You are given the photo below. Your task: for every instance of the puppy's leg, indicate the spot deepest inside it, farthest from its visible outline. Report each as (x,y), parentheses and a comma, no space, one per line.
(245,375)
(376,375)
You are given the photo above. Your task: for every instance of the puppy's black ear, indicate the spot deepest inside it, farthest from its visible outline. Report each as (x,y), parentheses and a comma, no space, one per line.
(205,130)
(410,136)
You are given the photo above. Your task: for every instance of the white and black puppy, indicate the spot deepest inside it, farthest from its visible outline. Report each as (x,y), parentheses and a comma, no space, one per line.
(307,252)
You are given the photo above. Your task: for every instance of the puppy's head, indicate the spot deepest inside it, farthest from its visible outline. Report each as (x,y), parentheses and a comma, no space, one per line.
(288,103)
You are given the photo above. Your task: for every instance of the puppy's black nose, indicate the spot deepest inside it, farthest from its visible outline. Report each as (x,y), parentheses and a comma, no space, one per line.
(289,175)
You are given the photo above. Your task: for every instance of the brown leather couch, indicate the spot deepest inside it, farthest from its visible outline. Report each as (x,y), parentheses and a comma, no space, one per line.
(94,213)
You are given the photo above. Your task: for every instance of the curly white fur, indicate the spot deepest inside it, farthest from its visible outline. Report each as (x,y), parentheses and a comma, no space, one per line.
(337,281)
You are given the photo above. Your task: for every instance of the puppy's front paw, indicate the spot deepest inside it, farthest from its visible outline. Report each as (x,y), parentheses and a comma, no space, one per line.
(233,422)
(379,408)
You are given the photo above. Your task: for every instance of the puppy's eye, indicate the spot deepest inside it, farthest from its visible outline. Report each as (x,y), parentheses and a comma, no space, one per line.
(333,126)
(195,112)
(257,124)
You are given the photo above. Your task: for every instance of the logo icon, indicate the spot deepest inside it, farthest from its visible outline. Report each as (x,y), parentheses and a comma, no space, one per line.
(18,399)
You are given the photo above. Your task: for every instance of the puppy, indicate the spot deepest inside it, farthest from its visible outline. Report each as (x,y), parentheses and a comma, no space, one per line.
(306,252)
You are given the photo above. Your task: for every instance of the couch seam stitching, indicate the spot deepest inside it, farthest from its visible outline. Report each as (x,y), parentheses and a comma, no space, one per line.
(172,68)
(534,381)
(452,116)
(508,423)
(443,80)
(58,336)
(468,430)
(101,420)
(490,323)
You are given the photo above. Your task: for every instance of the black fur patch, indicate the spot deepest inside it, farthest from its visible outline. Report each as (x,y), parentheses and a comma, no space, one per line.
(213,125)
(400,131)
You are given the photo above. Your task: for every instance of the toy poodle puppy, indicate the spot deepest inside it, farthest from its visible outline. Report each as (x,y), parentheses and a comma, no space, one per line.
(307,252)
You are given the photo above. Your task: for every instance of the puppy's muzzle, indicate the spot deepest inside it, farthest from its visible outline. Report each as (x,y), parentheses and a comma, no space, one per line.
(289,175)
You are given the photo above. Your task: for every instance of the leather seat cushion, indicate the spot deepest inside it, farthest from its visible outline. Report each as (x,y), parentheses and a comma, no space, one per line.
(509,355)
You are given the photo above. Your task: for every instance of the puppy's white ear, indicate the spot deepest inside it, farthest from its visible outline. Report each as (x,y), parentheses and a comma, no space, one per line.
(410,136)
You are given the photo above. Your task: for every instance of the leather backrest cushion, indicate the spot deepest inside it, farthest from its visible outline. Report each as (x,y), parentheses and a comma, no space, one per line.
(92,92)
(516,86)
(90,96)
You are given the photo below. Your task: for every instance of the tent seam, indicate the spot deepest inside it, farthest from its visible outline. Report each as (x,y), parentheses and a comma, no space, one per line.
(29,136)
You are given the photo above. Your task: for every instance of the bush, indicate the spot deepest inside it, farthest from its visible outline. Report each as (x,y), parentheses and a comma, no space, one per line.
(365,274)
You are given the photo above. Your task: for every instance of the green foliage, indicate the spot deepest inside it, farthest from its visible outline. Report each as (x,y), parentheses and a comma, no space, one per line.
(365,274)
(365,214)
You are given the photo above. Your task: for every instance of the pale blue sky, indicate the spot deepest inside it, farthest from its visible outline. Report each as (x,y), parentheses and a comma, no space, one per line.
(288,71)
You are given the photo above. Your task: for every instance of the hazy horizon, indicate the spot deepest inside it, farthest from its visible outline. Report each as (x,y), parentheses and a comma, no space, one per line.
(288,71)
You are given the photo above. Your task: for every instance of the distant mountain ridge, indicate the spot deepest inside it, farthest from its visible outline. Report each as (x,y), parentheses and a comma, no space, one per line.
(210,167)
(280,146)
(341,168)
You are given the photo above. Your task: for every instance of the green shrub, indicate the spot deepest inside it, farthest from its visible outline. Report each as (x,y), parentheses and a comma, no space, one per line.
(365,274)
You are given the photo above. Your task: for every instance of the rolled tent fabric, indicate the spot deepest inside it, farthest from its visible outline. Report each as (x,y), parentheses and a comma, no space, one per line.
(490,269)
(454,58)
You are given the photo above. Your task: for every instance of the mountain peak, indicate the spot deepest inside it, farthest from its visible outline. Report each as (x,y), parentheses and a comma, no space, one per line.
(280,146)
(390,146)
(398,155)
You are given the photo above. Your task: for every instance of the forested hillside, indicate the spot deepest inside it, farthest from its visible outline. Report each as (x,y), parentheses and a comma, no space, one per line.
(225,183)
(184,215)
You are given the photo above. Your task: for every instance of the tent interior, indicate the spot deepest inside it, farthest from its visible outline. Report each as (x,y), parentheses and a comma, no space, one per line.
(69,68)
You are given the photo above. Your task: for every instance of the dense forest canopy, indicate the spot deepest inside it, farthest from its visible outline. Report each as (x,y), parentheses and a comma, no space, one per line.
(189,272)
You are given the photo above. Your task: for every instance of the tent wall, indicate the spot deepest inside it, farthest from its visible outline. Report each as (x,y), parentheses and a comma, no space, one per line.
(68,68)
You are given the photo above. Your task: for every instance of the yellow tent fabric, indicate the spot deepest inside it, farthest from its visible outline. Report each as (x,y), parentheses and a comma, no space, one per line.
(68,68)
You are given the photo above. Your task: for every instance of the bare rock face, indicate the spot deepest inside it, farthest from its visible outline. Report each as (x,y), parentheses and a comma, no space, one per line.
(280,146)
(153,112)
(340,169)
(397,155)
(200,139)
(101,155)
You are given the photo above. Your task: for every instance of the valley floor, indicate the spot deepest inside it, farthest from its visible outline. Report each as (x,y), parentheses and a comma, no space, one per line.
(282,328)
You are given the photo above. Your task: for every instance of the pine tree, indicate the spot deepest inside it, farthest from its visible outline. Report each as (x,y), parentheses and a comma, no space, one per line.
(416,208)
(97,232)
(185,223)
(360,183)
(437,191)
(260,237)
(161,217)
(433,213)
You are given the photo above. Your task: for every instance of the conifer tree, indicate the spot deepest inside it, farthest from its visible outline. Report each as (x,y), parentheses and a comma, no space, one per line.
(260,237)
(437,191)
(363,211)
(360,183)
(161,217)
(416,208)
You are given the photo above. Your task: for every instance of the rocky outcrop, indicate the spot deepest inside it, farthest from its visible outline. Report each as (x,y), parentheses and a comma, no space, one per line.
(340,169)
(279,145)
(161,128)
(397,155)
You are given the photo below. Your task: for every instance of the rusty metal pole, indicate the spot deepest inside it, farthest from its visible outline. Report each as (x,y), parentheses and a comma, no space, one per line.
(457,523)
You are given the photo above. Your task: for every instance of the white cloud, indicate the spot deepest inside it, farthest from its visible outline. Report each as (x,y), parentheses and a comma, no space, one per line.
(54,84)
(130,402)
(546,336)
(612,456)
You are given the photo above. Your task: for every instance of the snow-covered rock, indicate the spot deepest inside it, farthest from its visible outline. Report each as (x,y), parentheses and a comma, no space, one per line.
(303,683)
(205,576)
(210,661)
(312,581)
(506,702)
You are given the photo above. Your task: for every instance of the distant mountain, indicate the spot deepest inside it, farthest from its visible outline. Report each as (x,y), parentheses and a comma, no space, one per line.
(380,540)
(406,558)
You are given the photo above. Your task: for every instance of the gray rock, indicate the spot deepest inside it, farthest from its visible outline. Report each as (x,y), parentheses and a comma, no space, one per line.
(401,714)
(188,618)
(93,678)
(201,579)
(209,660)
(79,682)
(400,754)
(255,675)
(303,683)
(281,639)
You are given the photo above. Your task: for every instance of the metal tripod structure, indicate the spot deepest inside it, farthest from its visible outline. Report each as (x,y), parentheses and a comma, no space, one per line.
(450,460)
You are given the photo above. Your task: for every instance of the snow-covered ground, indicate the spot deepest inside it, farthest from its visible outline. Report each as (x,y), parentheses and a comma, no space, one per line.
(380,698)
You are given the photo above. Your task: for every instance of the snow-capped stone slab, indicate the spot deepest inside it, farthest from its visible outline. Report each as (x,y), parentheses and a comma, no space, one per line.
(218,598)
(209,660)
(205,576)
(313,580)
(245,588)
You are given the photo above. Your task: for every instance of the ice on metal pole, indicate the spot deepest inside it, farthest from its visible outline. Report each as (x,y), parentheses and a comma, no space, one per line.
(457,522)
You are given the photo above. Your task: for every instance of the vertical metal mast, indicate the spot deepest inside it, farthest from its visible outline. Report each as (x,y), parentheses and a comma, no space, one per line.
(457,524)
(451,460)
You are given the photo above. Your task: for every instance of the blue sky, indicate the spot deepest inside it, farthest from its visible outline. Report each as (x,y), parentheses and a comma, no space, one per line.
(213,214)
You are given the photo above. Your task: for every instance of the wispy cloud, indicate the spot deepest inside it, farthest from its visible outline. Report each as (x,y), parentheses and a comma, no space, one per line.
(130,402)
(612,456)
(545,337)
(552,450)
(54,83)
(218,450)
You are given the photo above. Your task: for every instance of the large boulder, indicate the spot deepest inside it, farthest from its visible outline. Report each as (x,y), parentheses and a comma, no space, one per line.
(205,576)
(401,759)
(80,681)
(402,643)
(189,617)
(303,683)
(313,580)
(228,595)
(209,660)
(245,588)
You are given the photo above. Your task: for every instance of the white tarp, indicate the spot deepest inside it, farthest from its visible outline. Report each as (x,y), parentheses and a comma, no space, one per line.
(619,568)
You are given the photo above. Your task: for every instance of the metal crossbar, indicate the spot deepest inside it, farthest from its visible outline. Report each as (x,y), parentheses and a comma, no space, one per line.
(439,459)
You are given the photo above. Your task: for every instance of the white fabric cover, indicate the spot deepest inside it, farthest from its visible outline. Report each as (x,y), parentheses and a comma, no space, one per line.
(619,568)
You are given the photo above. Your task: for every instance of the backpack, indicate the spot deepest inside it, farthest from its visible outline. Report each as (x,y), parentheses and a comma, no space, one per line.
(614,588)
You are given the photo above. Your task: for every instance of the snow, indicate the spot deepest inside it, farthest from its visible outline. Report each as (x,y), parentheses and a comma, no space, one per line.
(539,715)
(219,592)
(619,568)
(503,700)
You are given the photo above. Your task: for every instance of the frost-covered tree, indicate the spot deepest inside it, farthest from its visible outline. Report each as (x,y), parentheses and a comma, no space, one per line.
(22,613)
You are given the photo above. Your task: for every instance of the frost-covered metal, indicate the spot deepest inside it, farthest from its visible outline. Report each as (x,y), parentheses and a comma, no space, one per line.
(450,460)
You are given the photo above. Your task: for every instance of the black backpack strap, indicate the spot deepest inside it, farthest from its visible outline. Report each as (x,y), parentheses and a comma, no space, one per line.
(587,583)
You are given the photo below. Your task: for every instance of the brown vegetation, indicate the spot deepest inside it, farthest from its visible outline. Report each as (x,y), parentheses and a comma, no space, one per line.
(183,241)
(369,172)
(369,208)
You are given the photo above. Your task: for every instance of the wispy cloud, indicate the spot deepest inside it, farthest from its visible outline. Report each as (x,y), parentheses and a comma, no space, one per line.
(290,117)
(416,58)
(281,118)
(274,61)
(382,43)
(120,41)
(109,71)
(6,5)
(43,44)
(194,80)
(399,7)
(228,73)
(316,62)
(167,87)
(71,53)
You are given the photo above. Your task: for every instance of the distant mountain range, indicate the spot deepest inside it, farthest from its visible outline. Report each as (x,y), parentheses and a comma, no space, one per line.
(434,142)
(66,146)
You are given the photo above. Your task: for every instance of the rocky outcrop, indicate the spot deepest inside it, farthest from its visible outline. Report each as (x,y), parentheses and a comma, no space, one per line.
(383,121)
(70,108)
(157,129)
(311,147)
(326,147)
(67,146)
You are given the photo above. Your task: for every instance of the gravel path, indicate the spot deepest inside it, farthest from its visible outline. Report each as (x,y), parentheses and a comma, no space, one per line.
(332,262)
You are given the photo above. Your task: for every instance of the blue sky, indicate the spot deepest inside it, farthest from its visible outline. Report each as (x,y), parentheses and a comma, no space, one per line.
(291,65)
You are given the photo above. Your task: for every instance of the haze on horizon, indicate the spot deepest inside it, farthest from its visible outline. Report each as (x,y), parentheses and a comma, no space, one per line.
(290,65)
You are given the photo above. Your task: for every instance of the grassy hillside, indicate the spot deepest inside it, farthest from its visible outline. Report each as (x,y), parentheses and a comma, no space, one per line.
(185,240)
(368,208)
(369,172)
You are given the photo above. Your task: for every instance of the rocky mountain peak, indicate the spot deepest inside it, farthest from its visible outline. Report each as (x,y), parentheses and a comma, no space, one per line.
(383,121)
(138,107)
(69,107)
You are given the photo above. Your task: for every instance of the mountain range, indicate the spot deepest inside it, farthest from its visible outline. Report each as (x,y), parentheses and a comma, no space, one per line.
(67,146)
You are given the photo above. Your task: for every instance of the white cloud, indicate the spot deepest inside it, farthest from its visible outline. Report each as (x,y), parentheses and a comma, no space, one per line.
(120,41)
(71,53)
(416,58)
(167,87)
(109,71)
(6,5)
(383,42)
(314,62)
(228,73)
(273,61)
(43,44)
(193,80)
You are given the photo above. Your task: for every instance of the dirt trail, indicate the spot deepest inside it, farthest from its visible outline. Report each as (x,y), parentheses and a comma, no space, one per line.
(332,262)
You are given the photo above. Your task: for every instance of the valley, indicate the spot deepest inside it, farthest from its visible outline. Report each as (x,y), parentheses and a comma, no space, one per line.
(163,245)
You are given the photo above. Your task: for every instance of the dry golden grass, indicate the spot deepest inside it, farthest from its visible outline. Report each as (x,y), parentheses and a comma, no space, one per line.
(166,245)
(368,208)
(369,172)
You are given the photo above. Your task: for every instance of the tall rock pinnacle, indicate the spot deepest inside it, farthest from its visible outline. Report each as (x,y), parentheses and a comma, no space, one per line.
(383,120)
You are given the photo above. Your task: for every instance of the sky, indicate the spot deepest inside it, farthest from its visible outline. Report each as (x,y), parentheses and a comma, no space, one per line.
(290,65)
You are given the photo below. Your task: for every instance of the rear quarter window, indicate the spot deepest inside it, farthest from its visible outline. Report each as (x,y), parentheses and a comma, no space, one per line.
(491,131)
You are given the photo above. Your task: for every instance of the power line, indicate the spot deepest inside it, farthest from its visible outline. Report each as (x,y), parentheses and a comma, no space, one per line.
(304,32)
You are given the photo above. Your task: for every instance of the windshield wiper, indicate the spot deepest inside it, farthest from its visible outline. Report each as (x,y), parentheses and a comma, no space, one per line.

==*==

Give back exactly the lines that run from the line with "of the dirt" through the close of the material, counting both ends, and nothing more.

You are given the photo above. Your task: for every instance of the dirt trail, indicate the spot deepest inside it, farthest from its visible outline. Report each as (x,y), parentheses and a comma, no space, one per line.
(332,262)
You are given the photo above. Your task: for every instance of the valley, indicate the spot deepest inside it, farthest from its visible outline. Report each as (x,y), parentheses and a comma, no space, one per line.
(163,245)
You are given the photo above. Your task: for every instance of the dry golden grass, indicate the spot deepest inside it, farthest from its visible outline. Report each as (x,y), parentheses and a comma, no space, one per line.
(166,245)
(368,208)
(369,172)
You are given the photo above. Your task: for every instance of the tall rock pinnacle, indicate the spot deepest inside it, farthest from its visible outline. Report each as (x,y), parentheses and a comma, no space, one per line.
(383,120)
You are given the photo above. Your task: for every instance of the sky, indicate the spot deepest inside it, farthest from its visible outline. Report each as (x,y), parentheses and a comma, no space, one per line.
(290,65)
You are given the photo below. Your task: for every instance of the rear quarter window, indicate the spot deepest inside it, farthest from its visible outline. Report each as (x,y), parentheses and a comma, no space, one per line.
(491,131)
You are given the photo above. Your task: for every instance of the power line, indicate the spot deepest inside it, farthest from its visible outline. Report each as (x,y), parentheses and a comma, no space, one per line.
(304,32)
You are given the photo above. Your task: for every instance of the windshield wiper, indicate the spot deepest inside it, farthest from its visible outline. Report each as (x,y), parentheses and a comma, no space, one per line.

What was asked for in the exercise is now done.